The average employee faces 56 interruptions per day and only spends an average of three minutes working before switching tasks. Do you think your agents will actually retain the information you throw at them in a classroom-style training that lasts eight hours a day?

What you can do about it:

Slip in-line feedback and microlearning into your performance management plan. Pair more in-depth training with supplemental materials like YouTube courses and fast, self-guided lessons. Offer up bite-sized training modules so your agents can digest new concepts before their internal timer tells them to switch tasks.

7. Coaching that happens immediately after interactions, sometimes called integrated coaching, can improve team performance by 12%. And, the best managers spend 75% of their time on in-the-moment coaching. (HBR)

Why it matters:

Managers who carve out more time to coach their team see results in the performance of their people. And, coaching fast with relevant feedback after an interaction is more effective than hanging on to feedback and bringing it up a month later in a 1:1.

What you can do about it:

Use in-line customer service training and coaching so your agents have the context to understand constructive criticism on their interactions. Highlight key pieces of their calls or transcripts to show them where their tone shifted, where they used the wrong language, or where they could have pulled in customer history to inform the conversation. Then, agents learn where to improve and can make changes ahead of their next interaction.

8. Only 21% of employees feel like they have the performance management (i.e. feedback, access to analytics, and clear expectations) they need to do outstanding work. (Gallup)
++++++
ACTIVITY LIST:
**a.** Reproduce word for word the part of the passage on agent training and coaching from "Use in-line customer" up to and including "their next interaction.".
**b.** According to the passage on agent training and coaching, by how much can integrated coaching improve team performance?
**c.** Decide whether each statement agrees with the passage on agent training and coaching, answering yes or no and quoting the words that settle it: (i) The average employee faces 56 interruptions per day. (ii) The best managers spend half of their time on in-the-moment coaching. (iii) Only 21% of employees feel they have the performance management they need to do outstanding work.

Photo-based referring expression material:
++++++
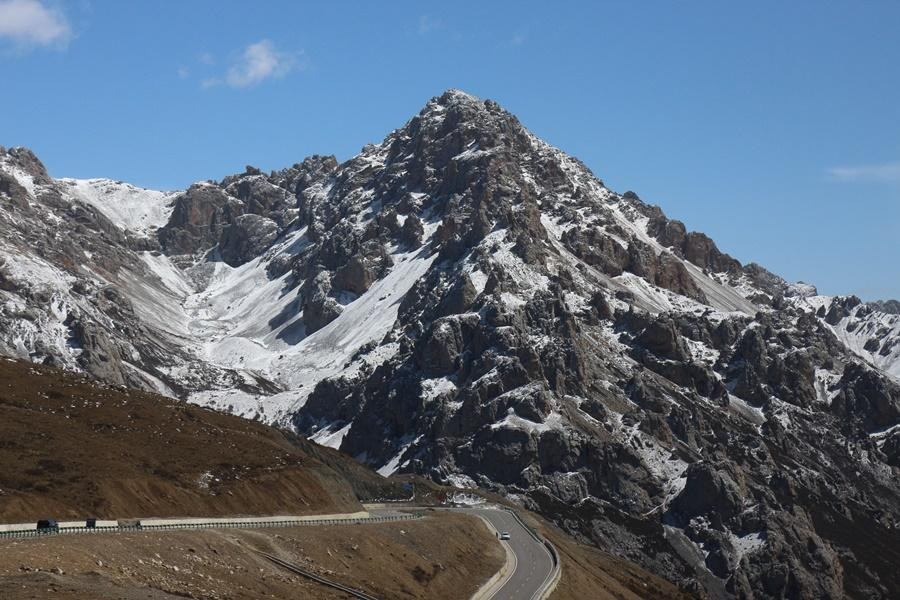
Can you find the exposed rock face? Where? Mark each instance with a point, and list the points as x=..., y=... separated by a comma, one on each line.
x=249, y=236
x=466, y=302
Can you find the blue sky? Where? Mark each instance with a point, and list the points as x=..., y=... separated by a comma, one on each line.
x=774, y=127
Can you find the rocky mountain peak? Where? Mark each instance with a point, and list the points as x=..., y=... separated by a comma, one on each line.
x=466, y=302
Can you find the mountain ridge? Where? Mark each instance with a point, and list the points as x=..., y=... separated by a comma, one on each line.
x=464, y=301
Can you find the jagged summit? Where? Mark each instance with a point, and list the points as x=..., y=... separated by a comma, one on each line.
x=464, y=301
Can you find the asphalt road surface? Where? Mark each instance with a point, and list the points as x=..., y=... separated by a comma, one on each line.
++++++
ANSWERS BY ITEM:
**a.**
Use in-line customer service training and coaching so your agents have the context to understand constructive criticism on their interactions. Highlight key pieces of their calls or transcripts to show them where their tone shifted, where they used the wrong language, or where they could have pulled in customer history to inform the conversation. Then, agents learn where to improve and can make changes ahead of their next interaction.

**b.** By 12%.

**c.**
(i) Yes: "The average employee faces 56 interruptions per day"
(ii) No: "the best managers spend 75% of their time on in-the-moment coaching"
(iii) Yes: "Only 21% of employees feel like they have the performance management"